Parts of the exercise:
a. According to the excerpt on AI feature costs, how much API-equivalent work per month is the Pro 5x window estimated to absorb?
b. Pick up the excerpt on AI feature costs after its final sentence and keep writing it in the same voice.

Start of Excerpt

Give this service its own ProxyLLM key with a budget cap. Per-service keys are the difference between “our AI spend went up” and “the webhook worker consumed 3x its usual volume on Tuesday”: the request log breaks out every call by key, with the lane that served it and its API-equivalent value.

What a production feature costs, metered vs flat

Say the feature serves 2,000 daily active users, each triggering an average of 6 model calls a day at 1,500 input and 200 output tokens per call, on gpt-5 ($1.25 per million input, $10 per million output, OpenAI list prices as of June 2026).

Line	Arithmetic	Monthly
Calls	2,000 users × 6 = 12,000/day
Input	12,000 × 1,500 × 30 = 540M × $1.25	$675
Output	12,000 × 200 × 30 = 72M × $10	$720
API total		$1,395
Flat setup	ChatGPT Pro 5x $100 + ProxyLLM $129	$229

An AI feature serving 2,000 daily users runs about $1,395 a month at GPT-5 list prices and about $229 flat. The Pro 5x window absorbs an estimated $3,500 of API-equivalent work per month, so this workload fits with headroom; treat that figure as a planning estimate, since OpenAI tunes plan limits over time. Growth past the window costs a $100 plan step, with your own API key catching overflow in the meantime.

End of Excerpt
Start of Entries provided

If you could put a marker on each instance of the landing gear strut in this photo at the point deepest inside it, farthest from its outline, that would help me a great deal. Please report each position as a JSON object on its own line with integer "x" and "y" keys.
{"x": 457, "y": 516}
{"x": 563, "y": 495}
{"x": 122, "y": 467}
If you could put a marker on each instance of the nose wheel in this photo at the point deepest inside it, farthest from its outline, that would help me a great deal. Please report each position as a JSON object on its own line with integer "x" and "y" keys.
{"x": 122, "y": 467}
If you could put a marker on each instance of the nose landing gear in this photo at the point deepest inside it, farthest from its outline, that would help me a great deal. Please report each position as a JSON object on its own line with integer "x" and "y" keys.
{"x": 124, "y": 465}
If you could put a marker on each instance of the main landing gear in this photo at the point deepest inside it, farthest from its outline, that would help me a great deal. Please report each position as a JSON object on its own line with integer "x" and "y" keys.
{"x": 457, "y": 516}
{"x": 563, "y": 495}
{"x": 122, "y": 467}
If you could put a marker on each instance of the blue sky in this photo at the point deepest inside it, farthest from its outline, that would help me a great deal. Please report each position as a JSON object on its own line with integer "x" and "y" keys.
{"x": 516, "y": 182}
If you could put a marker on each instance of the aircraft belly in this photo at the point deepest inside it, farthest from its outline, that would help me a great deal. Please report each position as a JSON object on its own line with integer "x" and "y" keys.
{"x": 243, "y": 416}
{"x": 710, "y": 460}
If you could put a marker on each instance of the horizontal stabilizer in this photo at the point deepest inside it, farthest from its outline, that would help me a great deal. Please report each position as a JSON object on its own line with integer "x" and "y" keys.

End of Entries provided

Results for each task:
a. About $3,500 of API-equivalent work per month.

b.
Serverless and worker notes

The Codex lane returns complete responses, and serverless handlers are better for it. There is no server-sent-events connection to hold open, no partial flush, no edge-runtime streaming shims. Await the call, return the JSON.

Three practical points:

Timeouts. Size the function timeout for the slowest generation you expect, with margin. Anything routinely long-running belongs on a queue worker, where retries and backoff are first-class.
Retries. The SDK’s maxRetries option still applies, and errors keep the OpenAI shape, so existing error handling carries over unchanged.
Key hygiene. One key per deployable unit: the API route, the queue worker, the cron job. Caps on the unattended ones.

Streaming, and when to keep the key lane

If your product renders tokens as they generate (a chat UI with a typing effect), that path needs streaming, and streaming is what the API-key lanes do. The honest split: user-facing chat stays on a streaming lane, while background work (summaries, enrichment, queue jobs, webhooks) moves to the flat lane where the volume is. If you are on Vercel’s stack, the Vercel AI SDK guide covers how that split looks in practice, and the Python version of this article is here.

The condensed steps live on the Node.js integration page. If your service’s OpenAI line item has crossed a few hundred dollars a month, the calculator maps it to a plan tier in thirty seconds.

Frequently asked questions

How do I set a custom baseURL in the OpenAI Node.js SDK?

Pass baseURL to the constructor, for example new OpenAI({ baseURL: 'https://api.proxyllm.ai/v1', apiKey: process.env.PROXYLLM_API_KEY }). The SDK also reads the OPENAI_BASE_URL and OPENAI_API_KEY environment variables, so new OpenAI() with no arguments works once those are set.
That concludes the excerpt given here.